§ **Request**:
Quote the entries word for word. Omit the pictures.

§ **Extracted data**:
· · · · ·
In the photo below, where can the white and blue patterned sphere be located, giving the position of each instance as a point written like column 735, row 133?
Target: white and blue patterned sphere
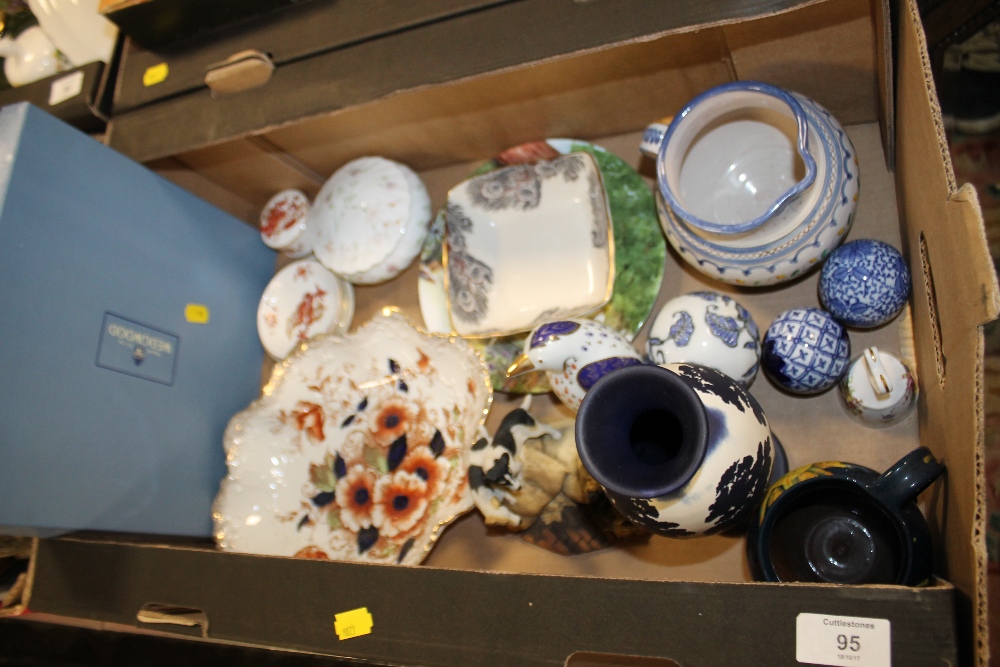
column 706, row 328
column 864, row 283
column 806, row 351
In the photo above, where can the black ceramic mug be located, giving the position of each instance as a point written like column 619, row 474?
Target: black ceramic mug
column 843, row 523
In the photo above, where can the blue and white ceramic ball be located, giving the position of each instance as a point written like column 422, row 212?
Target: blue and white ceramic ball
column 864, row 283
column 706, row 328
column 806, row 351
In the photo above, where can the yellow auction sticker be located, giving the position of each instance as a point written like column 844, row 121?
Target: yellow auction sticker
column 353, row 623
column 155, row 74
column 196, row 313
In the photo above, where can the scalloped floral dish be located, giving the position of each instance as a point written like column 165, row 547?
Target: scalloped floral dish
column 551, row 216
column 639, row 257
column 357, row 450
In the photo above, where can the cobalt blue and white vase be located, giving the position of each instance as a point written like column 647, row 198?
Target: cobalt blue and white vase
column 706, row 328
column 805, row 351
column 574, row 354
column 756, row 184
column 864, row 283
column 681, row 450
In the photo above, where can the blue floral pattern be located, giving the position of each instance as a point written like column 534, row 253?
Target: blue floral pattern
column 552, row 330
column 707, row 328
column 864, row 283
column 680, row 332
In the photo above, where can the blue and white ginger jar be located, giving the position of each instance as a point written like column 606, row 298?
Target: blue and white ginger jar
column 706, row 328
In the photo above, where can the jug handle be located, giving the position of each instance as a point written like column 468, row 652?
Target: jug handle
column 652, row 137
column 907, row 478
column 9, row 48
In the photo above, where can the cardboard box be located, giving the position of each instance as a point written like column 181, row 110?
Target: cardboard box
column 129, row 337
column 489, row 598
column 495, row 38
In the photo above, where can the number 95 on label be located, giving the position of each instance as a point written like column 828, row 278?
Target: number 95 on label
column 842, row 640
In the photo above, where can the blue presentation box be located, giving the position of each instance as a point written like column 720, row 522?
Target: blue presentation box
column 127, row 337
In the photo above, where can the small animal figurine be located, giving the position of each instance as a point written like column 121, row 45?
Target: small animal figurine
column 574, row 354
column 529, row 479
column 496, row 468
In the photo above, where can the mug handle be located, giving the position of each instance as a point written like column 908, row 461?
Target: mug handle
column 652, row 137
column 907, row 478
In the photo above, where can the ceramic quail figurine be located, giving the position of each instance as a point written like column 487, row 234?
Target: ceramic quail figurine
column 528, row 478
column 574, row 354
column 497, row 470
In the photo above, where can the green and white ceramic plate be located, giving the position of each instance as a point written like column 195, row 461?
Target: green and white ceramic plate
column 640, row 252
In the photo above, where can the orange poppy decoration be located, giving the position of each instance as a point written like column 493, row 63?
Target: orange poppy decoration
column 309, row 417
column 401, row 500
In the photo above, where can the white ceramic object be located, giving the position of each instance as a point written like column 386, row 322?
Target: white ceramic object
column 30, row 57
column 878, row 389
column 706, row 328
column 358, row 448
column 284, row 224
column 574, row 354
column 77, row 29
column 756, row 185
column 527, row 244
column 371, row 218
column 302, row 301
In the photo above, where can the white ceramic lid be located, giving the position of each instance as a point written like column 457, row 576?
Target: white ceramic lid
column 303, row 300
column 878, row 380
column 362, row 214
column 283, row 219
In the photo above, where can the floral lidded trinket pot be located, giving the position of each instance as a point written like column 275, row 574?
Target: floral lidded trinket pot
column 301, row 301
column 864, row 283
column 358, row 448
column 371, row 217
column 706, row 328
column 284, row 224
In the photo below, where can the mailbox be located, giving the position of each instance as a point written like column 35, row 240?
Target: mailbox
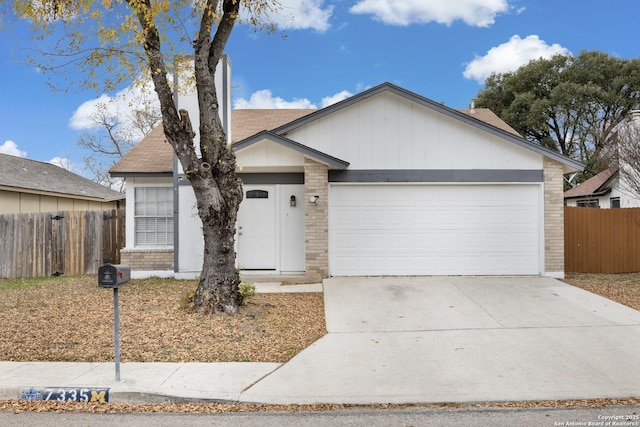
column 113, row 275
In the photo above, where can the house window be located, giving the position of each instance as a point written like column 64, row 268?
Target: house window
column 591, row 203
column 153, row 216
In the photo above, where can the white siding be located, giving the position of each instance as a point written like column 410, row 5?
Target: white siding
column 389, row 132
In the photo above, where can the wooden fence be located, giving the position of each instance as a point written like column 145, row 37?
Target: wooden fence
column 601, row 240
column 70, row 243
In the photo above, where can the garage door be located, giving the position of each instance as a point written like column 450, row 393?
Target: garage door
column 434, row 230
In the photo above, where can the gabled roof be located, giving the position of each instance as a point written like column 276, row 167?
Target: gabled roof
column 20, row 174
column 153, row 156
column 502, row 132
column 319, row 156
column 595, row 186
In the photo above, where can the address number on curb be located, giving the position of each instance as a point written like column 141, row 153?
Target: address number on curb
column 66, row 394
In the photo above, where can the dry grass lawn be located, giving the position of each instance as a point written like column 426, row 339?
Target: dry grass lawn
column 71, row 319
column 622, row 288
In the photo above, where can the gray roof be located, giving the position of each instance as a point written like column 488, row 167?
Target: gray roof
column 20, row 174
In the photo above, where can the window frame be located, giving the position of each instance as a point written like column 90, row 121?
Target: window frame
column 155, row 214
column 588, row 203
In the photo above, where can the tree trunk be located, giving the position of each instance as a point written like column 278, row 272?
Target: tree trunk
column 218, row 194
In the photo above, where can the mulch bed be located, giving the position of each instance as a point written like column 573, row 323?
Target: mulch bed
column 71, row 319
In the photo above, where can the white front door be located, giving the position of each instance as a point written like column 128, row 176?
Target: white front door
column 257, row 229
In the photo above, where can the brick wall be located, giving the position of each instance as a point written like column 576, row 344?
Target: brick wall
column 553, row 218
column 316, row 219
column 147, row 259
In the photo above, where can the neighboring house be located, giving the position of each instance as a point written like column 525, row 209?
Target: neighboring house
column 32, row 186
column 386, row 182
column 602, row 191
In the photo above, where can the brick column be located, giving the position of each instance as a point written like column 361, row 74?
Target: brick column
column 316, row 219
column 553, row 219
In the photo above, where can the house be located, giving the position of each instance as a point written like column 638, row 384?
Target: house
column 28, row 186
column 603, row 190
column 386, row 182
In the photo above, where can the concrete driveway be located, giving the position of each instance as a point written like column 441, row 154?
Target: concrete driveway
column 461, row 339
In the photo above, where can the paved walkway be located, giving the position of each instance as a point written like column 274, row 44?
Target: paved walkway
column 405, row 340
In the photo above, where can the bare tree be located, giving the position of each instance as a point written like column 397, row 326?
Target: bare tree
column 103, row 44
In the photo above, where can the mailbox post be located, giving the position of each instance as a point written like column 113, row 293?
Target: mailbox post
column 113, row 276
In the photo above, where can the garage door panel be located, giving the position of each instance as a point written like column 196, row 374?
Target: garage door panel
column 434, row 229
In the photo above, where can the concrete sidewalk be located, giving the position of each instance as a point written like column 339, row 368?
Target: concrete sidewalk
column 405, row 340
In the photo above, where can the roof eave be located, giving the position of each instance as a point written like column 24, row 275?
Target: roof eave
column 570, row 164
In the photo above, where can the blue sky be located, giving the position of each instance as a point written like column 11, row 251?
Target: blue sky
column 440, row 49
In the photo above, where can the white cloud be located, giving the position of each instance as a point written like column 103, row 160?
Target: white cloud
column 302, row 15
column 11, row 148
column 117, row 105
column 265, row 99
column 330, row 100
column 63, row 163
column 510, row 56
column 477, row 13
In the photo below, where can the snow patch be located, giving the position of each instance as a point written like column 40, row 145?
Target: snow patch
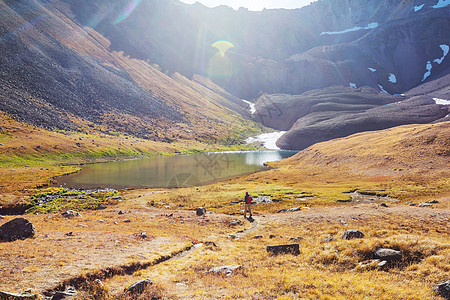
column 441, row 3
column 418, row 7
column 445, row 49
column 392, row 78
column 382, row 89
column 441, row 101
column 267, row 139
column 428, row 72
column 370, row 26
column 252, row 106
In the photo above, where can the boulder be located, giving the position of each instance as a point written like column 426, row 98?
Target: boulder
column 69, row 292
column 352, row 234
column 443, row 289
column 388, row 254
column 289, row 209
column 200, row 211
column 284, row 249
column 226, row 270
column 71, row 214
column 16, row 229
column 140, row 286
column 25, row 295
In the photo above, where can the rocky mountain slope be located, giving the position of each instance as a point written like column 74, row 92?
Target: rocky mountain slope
· · · · ·
§ **Complete response**:
In the photo below, where can the white and blue patterned sphere be located, giving the position of each instance as a point written like column 735, row 133?
Target: white and blue patterned sphere
column 706, row 328
column 864, row 283
column 806, row 351
In the photo above, where can the black ceramic mug be located, giving the position of each instance as a point written like column 619, row 474?
Target: black ceramic mug
column 843, row 523
In the photo above, where can the blue and white ceramic ball be located, giving the position of each instance as a point written like column 422, row 212?
Target: blue and white ceramic ball
column 864, row 283
column 706, row 328
column 806, row 351
In the photo above, where can the yellow auction sticker be located, giving the position of each instance as a point written like column 844, row 121?
Target: yellow auction sticker
column 353, row 623
column 155, row 74
column 196, row 313
In the photo above, where can the scalloped floral dish be located, giving the position of each instance as a point written like column 165, row 547?
Target: scalloped floral dish
column 551, row 216
column 639, row 257
column 357, row 450
In the photo above, where can the cobalt blue and white vase be located, giving the position of each instance as a point written like column 647, row 198?
Target: cobalt blue and white vase
column 706, row 328
column 805, row 351
column 574, row 354
column 756, row 184
column 864, row 283
column 681, row 450
In the photo above, where can the blue floral pattern be located, giving the position of each instance as a point written like column 534, row 253?
Target: blue floral pattern
column 552, row 330
column 707, row 328
column 864, row 283
column 680, row 332
In the photo above, where can the blue and white ginger jar be located, giving the position of each instance as a point written like column 606, row 298?
Target: blue and white ginger jar
column 706, row 328
In the photo above, where can the jug handle be located, giving the position of each instance as a point written like column 468, row 652?
Target: jug handle
column 652, row 137
column 907, row 478
column 9, row 48
In the photo above, where can the cardboard box be located, giving the position of each instance as a point written like column 181, row 110?
Target: cardboard box
column 129, row 337
column 489, row 598
column 495, row 38
In the photo above, where can the number 95 on label be located, giving the position of each instance as a point written like column 828, row 278?
Target: number 95 on label
column 842, row 640
In the photo above, where can the blue presentation box be located, giving the position of each instance as a point written like column 720, row 522?
Target: blue presentation box
column 127, row 337
In the photo above, where can the small animal figurine be located, giving the position of each instance as a point written like column 121, row 45?
Target: small animal figurine
column 574, row 354
column 529, row 479
column 496, row 468
In the photo above, where can the mug handle be located, giving the position of each instance as a point written like column 908, row 461?
Target: mug handle
column 652, row 137
column 907, row 478
In the photo above, where can the ceramic quail figurine be located, giving the position of each instance as a point written like column 487, row 234?
Target: ceramic quail figurine
column 528, row 478
column 574, row 354
column 497, row 470
In the photo above, where can the green and white ceramic plate be located, giving the position of each instance as a point written like column 195, row 461?
Target: green and white ceramic plate
column 640, row 252
In the photo above, where can the orange poppy decoration be located, giving the position of each instance as a point written like column 493, row 63?
Target: orange poppy decoration
column 309, row 417
column 401, row 500
In the photo above, where can the white ceramic object be located, giving the position of each instance as a point written like column 386, row 322?
Target: white ceramic object
column 30, row 57
column 878, row 389
column 706, row 328
column 358, row 448
column 284, row 224
column 574, row 354
column 77, row 29
column 756, row 185
column 527, row 244
column 371, row 218
column 302, row 301
In the photo above, where can the white ceramic lid be located, giving the position of each instance as a point written like column 457, row 576?
Target: white ceramic lid
column 303, row 300
column 878, row 380
column 362, row 214
column 283, row 219
In the photo above, where can the floral lidded trinket pot be located, giving the position of each instance as a point written like column 275, row 574?
Target: floral lidded trinket pot
column 301, row 301
column 864, row 283
column 358, row 448
column 371, row 217
column 706, row 328
column 284, row 224
In the photo below, where can the mailbox be located, giving the position of each instance as a point written like column 35, row 240?
Target: mailbox
column 113, row 275
In the photo above, where can the house window be located, giving the position of each instance as a point written like column 64, row 268?
Target: house window
column 591, row 203
column 153, row 216
In the photo above, where can the white siding be located, giving the position of each instance as a point written like column 410, row 5?
Target: white siding
column 389, row 132
In the photo above, where can the wooden fence be located, giving the position of each instance as a point written like column 145, row 37?
Target: wooden fence
column 601, row 240
column 70, row 243
In the photo above, where can the garage door be located, giving the position of each instance as a point written like column 450, row 393?
Target: garage door
column 434, row 230
In the photo above, where can the gabled roof be located, giving the position of each instance as a point written like column 276, row 167?
Target: gabled roof
column 20, row 174
column 153, row 156
column 502, row 132
column 319, row 156
column 595, row 186
In the photo above, where can the address number on curb be located, giving the position of each instance as a point written like column 141, row 153?
Target: address number on curb
column 66, row 394
In the photo above, where can the dry grass lawn be located, giving the position of each instance as a point written like column 426, row 339?
Target: dry grass lawn
column 71, row 319
column 622, row 288
In the photo above, where can the gray roof be located, giving the position of each instance as a point written like column 488, row 167?
Target: gray roof
column 20, row 174
In the photo above, where can the window frame be located, giving the position of each instance as a point written like column 90, row 121?
Target: window frame
column 155, row 214
column 588, row 203
In the photo above, where can the tree trunk be located, giving the position of each instance as a point written like column 278, row 272?
Target: tree trunk
column 218, row 194
In the photo above, where can the mulch bed be located, giving the position of each instance as a point written like column 573, row 323?
Target: mulch bed
column 71, row 319
In the photo above, where can the white front door be located, giving the position of each instance as a point written like column 128, row 176?
Target: white front door
column 257, row 229
In the photo above, where can the brick wall be located, giving the position of each instance as a point written like column 576, row 344?
Target: brick wall
column 553, row 218
column 316, row 219
column 147, row 259
In the photo above, where can the neighboring house be located, giving the position of each instance as a point written like column 525, row 209?
Target: neighboring house
column 32, row 186
column 386, row 182
column 602, row 191
In the photo above, where can the brick column be located, giving the position of each instance as a point written like column 361, row 74?
Target: brick column
column 316, row 219
column 553, row 219
In the photo above, where can the house be located, giving the position of each instance as a point written like column 638, row 384?
Target: house
column 28, row 186
column 603, row 190
column 386, row 182
In the photo above, where can the concrete driveway be located, giving the position of each instance as a point written like column 441, row 154?
Target: concrete driveway
column 461, row 339
In the photo above, where can the paved walkway be located, giving the position of each instance as a point written like column 274, row 44?
Target: paved walkway
column 405, row 340
In the photo above, where can the bare tree be located, giving the position of each instance as a point written like column 397, row 326?
Target: bare tree
column 103, row 44
In the photo above, where can the mailbox post be located, giving the position of each instance as a point written like column 113, row 293?
Target: mailbox post
column 113, row 276
In the photo above, where can the garage door panel be located, giving the position of each instance as a point written like column 196, row 374?
Target: garage door panel
column 434, row 229
In the photo above, where can the concrete sidewalk be located, giving the position of each instance as a point written like column 339, row 368?
Target: concrete sidewalk
column 405, row 340
In the photo above, where can the roof eave be located, giving the position of each instance as a point written like column 24, row 275?
Target: roof eave
column 570, row 164
In the photo above, where can the blue sky be located, giving the position of each instance as a point written like column 11, row 251?
Target: blue sky
column 440, row 49
In the photo above, where can the white cloud be located, giving the position of each instance as a point written like column 103, row 160?
Target: white cloud
column 302, row 15
column 11, row 148
column 117, row 105
column 265, row 99
column 330, row 100
column 63, row 163
column 510, row 56
column 477, row 13
In the photo below, where can the snow patch be located, giving the position of each instance as a point written like column 40, row 145?
Target: snow patch
column 441, row 3
column 418, row 7
column 445, row 49
column 392, row 78
column 382, row 89
column 441, row 101
column 267, row 139
column 428, row 72
column 370, row 26
column 252, row 106
In the photo above, where can the boulder be located, giving the position of each instance as a point written like column 426, row 98?
Target: boulder
column 69, row 292
column 352, row 234
column 443, row 289
column 388, row 254
column 289, row 209
column 200, row 211
column 284, row 249
column 226, row 270
column 71, row 214
column 16, row 229
column 140, row 286
column 25, row 295
In the photo above, where can the rocky mountain slope be located, giving the position of each instance as a point written like column 74, row 92?
Target: rocky mountain slope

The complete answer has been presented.